[Excerpts from point annotation data]
----------------------------------------
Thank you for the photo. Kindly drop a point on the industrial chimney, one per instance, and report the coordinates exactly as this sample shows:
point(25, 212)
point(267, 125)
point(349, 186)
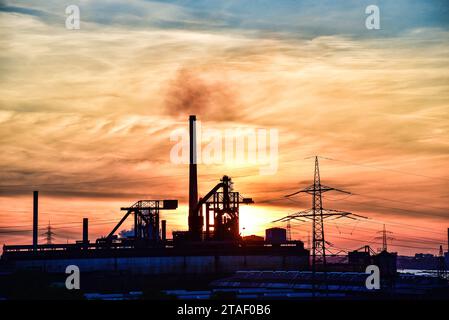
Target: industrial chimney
point(35, 218)
point(85, 231)
point(195, 220)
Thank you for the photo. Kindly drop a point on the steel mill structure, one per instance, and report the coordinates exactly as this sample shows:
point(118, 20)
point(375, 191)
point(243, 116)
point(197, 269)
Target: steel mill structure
point(211, 245)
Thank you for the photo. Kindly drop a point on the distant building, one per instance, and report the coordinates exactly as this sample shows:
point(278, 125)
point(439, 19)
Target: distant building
point(276, 235)
point(253, 238)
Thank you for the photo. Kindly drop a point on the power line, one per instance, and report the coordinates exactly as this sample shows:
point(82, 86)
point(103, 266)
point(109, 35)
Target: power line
point(386, 169)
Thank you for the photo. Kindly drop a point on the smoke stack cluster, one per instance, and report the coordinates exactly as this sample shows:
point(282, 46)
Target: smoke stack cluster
point(35, 218)
point(195, 220)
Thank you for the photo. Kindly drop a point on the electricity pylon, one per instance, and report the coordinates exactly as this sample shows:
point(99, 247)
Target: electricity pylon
point(317, 214)
point(385, 237)
point(49, 234)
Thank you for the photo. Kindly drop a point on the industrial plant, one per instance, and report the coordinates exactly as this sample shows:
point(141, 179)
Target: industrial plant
point(211, 258)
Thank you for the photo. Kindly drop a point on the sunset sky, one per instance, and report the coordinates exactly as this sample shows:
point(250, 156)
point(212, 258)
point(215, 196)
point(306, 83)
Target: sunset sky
----------------------------------------
**YOUR TASK**
Reproduce the entire listing with "Please" substituted for every occurrence of "Kindly", changing nothing else, and leave the pictures out.

**SOLUTION FOR THIS EXERCISE**
Thank you for the photo. Please drop a point on the industrial chimney, one per instance, and report the coordinates exactly as this sample shows:
point(25, 212)
point(267, 125)
point(349, 186)
Target: industrial chimney
point(35, 218)
point(85, 231)
point(195, 220)
Thank you for the photo. Please drop a point on the steel mill structure, one per instance, and report the coordinates exactly as this sample shows:
point(118, 20)
point(375, 191)
point(243, 116)
point(197, 269)
Target: steel mill structure
point(211, 245)
Thank you for the photo. Please drop a point on the distant building, one per instance, and report the coordinates exactly as this sample shows:
point(278, 125)
point(439, 19)
Target: distant building
point(276, 235)
point(253, 238)
Thank you for the photo. Please drop a point on the power line, one per instance, and report the coordinates exactly as this sample shows:
point(82, 86)
point(103, 266)
point(109, 35)
Target: power line
point(386, 169)
Thank you for the photo. Please drop a point on the smoke stack cluster, one per instance, and report the coordinates exactly as this sample shows:
point(282, 46)
Target: smoke stack cluster
point(35, 218)
point(195, 220)
Thank you for the photo. Please drop a point on the electricity pylon, one per instance, and report the coordinates exactly as this sample shows:
point(99, 247)
Target: electricity pylon
point(317, 214)
point(385, 237)
point(49, 234)
Thank you for the photo. Please drop a point on the industrial plant, one per instance, and report the coordinates exactly as this sample shows:
point(141, 179)
Target: industrial plant
point(211, 258)
Thank you for the photo. Please drop a point on the sunset sky, one per instance, and report the coordinates exactly as this sample shows:
point(250, 156)
point(212, 258)
point(215, 196)
point(306, 83)
Target: sunset sky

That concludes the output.